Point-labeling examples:

- - - - -

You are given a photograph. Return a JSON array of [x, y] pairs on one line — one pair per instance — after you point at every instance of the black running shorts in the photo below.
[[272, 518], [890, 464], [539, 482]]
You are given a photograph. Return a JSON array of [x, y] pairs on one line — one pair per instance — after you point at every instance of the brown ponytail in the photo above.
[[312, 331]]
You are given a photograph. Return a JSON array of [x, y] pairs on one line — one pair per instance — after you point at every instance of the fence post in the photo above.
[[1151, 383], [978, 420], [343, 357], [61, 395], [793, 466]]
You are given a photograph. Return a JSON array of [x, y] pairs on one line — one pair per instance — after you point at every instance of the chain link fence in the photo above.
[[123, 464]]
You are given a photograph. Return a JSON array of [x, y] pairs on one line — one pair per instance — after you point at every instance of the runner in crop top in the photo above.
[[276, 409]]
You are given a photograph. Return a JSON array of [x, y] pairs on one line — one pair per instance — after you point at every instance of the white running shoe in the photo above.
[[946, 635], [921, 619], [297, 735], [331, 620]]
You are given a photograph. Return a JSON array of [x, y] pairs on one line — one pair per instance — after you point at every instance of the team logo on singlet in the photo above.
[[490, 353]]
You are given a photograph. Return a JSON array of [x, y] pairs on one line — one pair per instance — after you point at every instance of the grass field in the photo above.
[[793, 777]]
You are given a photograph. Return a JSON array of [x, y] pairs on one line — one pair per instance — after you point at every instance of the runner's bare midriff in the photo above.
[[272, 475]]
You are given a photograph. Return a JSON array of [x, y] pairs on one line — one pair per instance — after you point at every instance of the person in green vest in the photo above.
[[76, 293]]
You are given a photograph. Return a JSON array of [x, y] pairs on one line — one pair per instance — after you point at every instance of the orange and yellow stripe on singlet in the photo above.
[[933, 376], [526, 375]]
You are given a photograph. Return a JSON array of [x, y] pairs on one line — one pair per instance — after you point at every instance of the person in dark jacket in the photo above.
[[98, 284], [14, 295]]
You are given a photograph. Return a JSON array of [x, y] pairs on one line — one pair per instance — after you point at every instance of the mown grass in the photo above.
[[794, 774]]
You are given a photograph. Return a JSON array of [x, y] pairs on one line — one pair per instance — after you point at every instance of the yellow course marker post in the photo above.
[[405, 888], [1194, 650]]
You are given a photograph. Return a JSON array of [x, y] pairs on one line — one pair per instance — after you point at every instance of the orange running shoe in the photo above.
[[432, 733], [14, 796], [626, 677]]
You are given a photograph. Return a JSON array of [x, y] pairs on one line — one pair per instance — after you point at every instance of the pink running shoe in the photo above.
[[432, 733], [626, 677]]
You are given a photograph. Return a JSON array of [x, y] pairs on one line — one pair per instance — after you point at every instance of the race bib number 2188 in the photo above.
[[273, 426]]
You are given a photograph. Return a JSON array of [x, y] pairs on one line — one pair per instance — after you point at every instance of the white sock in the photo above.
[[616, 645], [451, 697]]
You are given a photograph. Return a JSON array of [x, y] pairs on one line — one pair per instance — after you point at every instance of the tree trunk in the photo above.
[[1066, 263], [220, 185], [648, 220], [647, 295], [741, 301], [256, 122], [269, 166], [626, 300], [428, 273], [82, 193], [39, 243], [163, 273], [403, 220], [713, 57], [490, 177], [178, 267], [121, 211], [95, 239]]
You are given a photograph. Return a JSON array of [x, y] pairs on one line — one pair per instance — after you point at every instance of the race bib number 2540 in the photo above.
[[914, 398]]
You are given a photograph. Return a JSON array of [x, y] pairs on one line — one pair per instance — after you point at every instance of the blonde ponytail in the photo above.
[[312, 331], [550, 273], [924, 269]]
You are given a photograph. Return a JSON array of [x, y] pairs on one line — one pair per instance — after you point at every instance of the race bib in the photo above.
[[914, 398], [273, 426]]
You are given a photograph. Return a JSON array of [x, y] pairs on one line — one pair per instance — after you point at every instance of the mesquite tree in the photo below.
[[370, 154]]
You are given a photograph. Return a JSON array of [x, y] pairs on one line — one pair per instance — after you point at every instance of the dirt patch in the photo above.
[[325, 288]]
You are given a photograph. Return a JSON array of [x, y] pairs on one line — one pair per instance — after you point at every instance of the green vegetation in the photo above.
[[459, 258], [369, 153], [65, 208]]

- - - - -

Render all the rows above as a two-column CSV with the headers "prompt" and "points". Give one line per row, putting its text and its answer each in a single quoted field with any line breaks replaced by spaces.

◆ **EXERCISE OUTPUT**
prompt,points
"You are given a photograph. Return a JSON array of [x, y] pairs on one line — one pair per instance — after you point at every instance of the black running shorts in the photo below.","[[272, 518], [890, 464], [539, 482]]"
"You are given a photograph. Return a JSON array of [x, y] pairs on one line — one pair per instance — after you point at every instance of the brown ponytail in the photo above.","[[312, 331]]"
"You are given a photograph. Return a JSON array of [x, y] pairs on one line — one pair per instance — after you point at every instance of the fence post in the photo above.","[[1151, 383], [978, 420], [343, 357], [61, 395], [793, 466]]"
"You are given a photograph. Return a JSON array of [x, y] pairs on one line — one pair per instance — after you point at every instance of the chain link fence in the photo above.","[[123, 464]]"
"You are given a photograph. Return a JSON array of [x, y] pairs on one line — one pair per instance — after you point at every instance of the runner in crop top in the photo above.","[[276, 409]]"
"You are given a photograph. Return a JSON array of [x, y] pairs on one line — one pair per instance — after you point at every instance of the white running shoe in the photo above.","[[946, 635], [921, 619], [297, 735], [331, 620]]"
"You are given a photograph. Return a JSON array of [x, y] pairs on one line — one pair per instance — after you point at every instance of the team logo on singlet in the photo above.","[[490, 353]]"
"You are given a photograph. Return a JSON array of [x, y] pairs on one line — one pair per instance — after you point at every instance of the grass field in the photo above.","[[793, 777]]"
"You are given a photograph. Return a JSON array of [x, y] pairs on one line — one pair per instance — after you point at every instance of the runner's bare midriff in the photo above.","[[272, 475]]"
"You are given a photograph. Return a JSON array of [x, y] pairs on one line — one pair per instance — after you point at every instance of the person in green vest in the photo above.","[[76, 293]]"
"You are given a photograph. Return a JSON array of [x, y] pairs on one line — one pair per instance — after you point at every instance of the orange and yellow stripe on singlet in the photo above.","[[933, 376], [526, 375]]"
"You are given a photograph. Return a JSON array of [x, y] pairs on one line — one pair per instance — after you point at every instance of the person in dark jacket in the photo above.","[[98, 284], [14, 295]]"
"You are given a photograph. Return a JSON array of [x, y] pairs on one line — one pair per instance — after you point at every instance of the mown grass in the photo above.","[[794, 774]]"
"You are given a photograph. Return a JSON array of [x, y] pairs on one line — one pair per instance — after you point at every instance of the yellow course marker post in the photo above.","[[405, 888], [1194, 650]]"
"You are given a photograph. Return a JSON array of [x, y] pairs on one line — one pair per instance — after you point at every instance of the orange running shoe in the photo above.","[[432, 733], [14, 796], [626, 677]]"
"You are given a photograph. Return a JSON array of [x, y] pairs on one line — one pair per instance — after you point at every instance of the pink running shoe in the photo above.","[[432, 733], [626, 677]]"
"You are given a photograph. Return a JSON array of [x, y] pairs on one line — one pair per instance — after you point at every instance of the race bib number 2188 in the photo above.","[[273, 426]]"
"You are given a photograph. Return a JSON array of [x, y] pairs on one line — one pair per instance — after you point at every instance of the white sock in the photo above.","[[616, 645], [451, 697]]"
"You are given a photograph. Return a JSON array of [x, y] pairs on one line — one pair per instance — after you point at every instance of the tree trunk in the photo above.","[[1066, 263], [220, 185], [648, 220], [647, 295], [741, 301], [256, 122], [269, 166], [626, 300], [428, 273], [82, 193], [39, 243], [163, 273], [403, 220], [713, 57], [490, 177], [178, 267], [121, 211], [95, 239]]"
"You are given a photograph. Return a JSON array of [x, y] pairs on one line — one pair per instance — after you point at every instance of the race bib number 2540 in the photo above.","[[914, 398]]"
"You are given a photograph. Return a JSON array of [x, y] pairs on one line — one pair per instance — after you point at every instance of the blonde ponytail in the photo above.","[[312, 331], [550, 273], [924, 269]]"
"You are given a photograph. Return a JSON array of [x, y] pairs on one line — one pair per instance — after you point at every instance of the race bib in the photo above.","[[914, 398], [273, 426]]"
"You are given a photograph. Return a JSON array of [x, y] pairs on one line — one pair per instance — after you point at every instance of the mesquite tree in the photo below.","[[370, 154]]"
"You are given a photograph. Return a JSON array of [x, y] pairs on one line — one pair per instance — after you point at every instance of the dirt patch in the photo above.","[[325, 288]]"
"You are given a photograph. Return a JSON array of [x, y] pairs on one line — one pair per instance — after you point at every instance of the green vegetation in the photo above.","[[459, 258], [369, 153], [65, 208]]"